Source data:
----

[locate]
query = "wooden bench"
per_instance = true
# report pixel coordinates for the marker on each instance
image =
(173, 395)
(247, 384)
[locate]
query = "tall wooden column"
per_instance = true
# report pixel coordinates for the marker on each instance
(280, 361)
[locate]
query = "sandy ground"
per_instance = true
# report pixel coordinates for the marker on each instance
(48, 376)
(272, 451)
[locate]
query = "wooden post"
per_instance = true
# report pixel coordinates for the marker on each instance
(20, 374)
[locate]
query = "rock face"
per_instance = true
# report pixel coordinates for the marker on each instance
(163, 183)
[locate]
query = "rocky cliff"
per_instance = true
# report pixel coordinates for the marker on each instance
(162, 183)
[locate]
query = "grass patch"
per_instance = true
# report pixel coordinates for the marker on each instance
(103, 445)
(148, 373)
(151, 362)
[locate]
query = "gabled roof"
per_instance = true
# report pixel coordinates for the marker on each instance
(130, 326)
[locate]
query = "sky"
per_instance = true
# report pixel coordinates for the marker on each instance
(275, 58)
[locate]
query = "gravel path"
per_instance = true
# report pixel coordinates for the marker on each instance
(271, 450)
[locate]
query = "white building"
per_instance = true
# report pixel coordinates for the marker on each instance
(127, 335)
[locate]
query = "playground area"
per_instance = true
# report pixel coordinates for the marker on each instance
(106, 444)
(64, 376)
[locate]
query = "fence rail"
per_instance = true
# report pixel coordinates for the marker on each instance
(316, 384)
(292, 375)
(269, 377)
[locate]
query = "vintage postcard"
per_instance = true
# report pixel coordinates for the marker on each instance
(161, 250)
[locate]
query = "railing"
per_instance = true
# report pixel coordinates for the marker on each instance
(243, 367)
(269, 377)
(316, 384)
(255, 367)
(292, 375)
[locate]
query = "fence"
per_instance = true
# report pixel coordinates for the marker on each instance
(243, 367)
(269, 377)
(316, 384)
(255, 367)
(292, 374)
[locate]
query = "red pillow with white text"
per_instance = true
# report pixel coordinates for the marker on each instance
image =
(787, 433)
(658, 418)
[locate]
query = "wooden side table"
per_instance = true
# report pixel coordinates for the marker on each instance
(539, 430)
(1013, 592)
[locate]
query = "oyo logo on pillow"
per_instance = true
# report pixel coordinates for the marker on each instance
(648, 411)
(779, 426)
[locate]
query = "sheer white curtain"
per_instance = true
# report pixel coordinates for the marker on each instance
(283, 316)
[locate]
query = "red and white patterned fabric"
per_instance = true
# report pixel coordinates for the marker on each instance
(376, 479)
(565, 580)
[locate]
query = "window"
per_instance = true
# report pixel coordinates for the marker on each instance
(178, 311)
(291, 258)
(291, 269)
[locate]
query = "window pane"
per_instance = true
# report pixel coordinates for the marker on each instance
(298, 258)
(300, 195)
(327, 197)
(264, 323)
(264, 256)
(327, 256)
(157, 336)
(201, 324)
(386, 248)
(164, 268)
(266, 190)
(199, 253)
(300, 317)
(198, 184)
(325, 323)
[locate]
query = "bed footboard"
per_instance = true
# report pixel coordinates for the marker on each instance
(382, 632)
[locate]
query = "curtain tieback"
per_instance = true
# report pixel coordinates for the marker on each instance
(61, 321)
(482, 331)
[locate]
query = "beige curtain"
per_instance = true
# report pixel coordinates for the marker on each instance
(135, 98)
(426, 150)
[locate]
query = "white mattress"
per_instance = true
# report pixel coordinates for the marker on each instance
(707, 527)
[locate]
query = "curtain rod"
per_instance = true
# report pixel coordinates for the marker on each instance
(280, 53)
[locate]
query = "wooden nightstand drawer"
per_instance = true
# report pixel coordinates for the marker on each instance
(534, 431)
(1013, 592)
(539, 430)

----

Quote the whole listing above, leaving nothing out.

_Expected answer_:
[locate]
query = "wooden bench"
per_instance = true
# report pixel coordinates for the marker on each instance
image =
(173, 395)
(247, 384)
[locate]
query = "tall wooden column"
per_instance = true
# report pixel coordinates for the marker on each instance
(280, 361)
[locate]
query = "sandy ground"
per_instance = true
# report pixel coordinates for the marker on each instance
(48, 376)
(272, 451)
[locate]
query = "wooden post"
per_instance = true
# report pixel coordinates for the marker on each instance
(20, 374)
[locate]
query = "rock face"
per_instance = true
# report pixel coordinates for the marker on each instance
(163, 183)
[locate]
query = "rocky cliff"
per_instance = true
# report pixel coordinates for the marker on each instance
(162, 183)
[locate]
query = "grass patch"
per_instance = true
# report pixel coordinates for the marker on each instance
(103, 445)
(148, 373)
(151, 362)
[locate]
query = "gabled roof"
per_instance = true
# report pixel coordinates for the marker on each instance
(130, 326)
[locate]
query = "sky"
per_instance = true
# report pixel coordinates for the marker on each instance
(275, 58)
[locate]
query = "gravel path"
per_instance = true
# report pixel coordinates for the marker on each instance
(271, 450)
[locate]
query = "white building"
per_instance = true
# report pixel coordinates for the marker on each instance
(127, 335)
[locate]
query = "playground area"
per_instance = true
# report pixel coordinates for the marker on each instance
(106, 444)
(64, 376)
[locate]
query = "fence rail"
per_instance = true
# report pixel coordinates for the marker on each instance
(316, 384)
(292, 375)
(269, 377)
[locate]
query = "vintage postcard"
per_instance = true
# report pixel coordinates for the marker on each instance
(161, 250)
[locate]
query = "railing"
per_instance = true
# report pixel coordinates for the marker on each instance
(243, 367)
(269, 377)
(316, 384)
(255, 367)
(292, 375)
[locate]
query = "fence"
per_instance = true
# report pixel coordinates for the marker on each instance
(243, 367)
(269, 377)
(316, 384)
(255, 367)
(292, 374)
[locate]
query = "red pillow with white text"
per_instance = true
# report pixel coordinates for the marker on each instance
image =
(787, 433)
(658, 418)
[locate]
query = "wooden side table"
per_instance = true
# report pixel coordinates for the marker on each instance
(539, 430)
(1013, 592)
[locate]
query = "oyo logo on pillow"
per_instance = true
# report pixel coordinates for the marker on each instance
(648, 411)
(779, 426)
[locate]
query = "sheer white curtain"
per_instance = true
# report pixel coordinates for the marker on each instance
(283, 316)
[locate]
query = "red and white patterned fabric"
per_instance = true
# report pixel coordinates for the marker on each instance
(376, 479)
(565, 580)
[locate]
query = "window"
per_instance = true
# report pixel coordinates for the marker on each instance
(178, 311)
(291, 258)
(291, 269)
[locate]
query = "window pane"
per_instance = true
# report pixel coordinates for the marker on each instance
(298, 258)
(300, 195)
(327, 197)
(264, 323)
(264, 256)
(327, 256)
(157, 336)
(201, 324)
(386, 248)
(164, 268)
(266, 190)
(199, 253)
(300, 317)
(198, 184)
(325, 323)
[locate]
query = "bed footboard"
per_instance = true
# report pixel coordinates for the marker on each instance
(382, 632)
[locate]
query = "curtain tieback"
per_instance = true
# report pixel coordinates for the marker on each instance
(61, 321)
(482, 331)
[locate]
query = "beige curtain"
per_instance = true
# report pixel coordinates for the marker on each instance
(135, 98)
(426, 150)
[locate]
query = "white mattress"
per_instance = true
# report pixel coordinates for the marker on each instance
(707, 527)
[locate]
query = "curtain rod"
per_instance = true
# report pixel coordinates for the marker on each instance
(280, 53)
[locate]
query = "wooden nightstand drawer"
per_instance = true
# report pixel coordinates for the marker on each instance
(534, 431)
(1013, 592)
(539, 430)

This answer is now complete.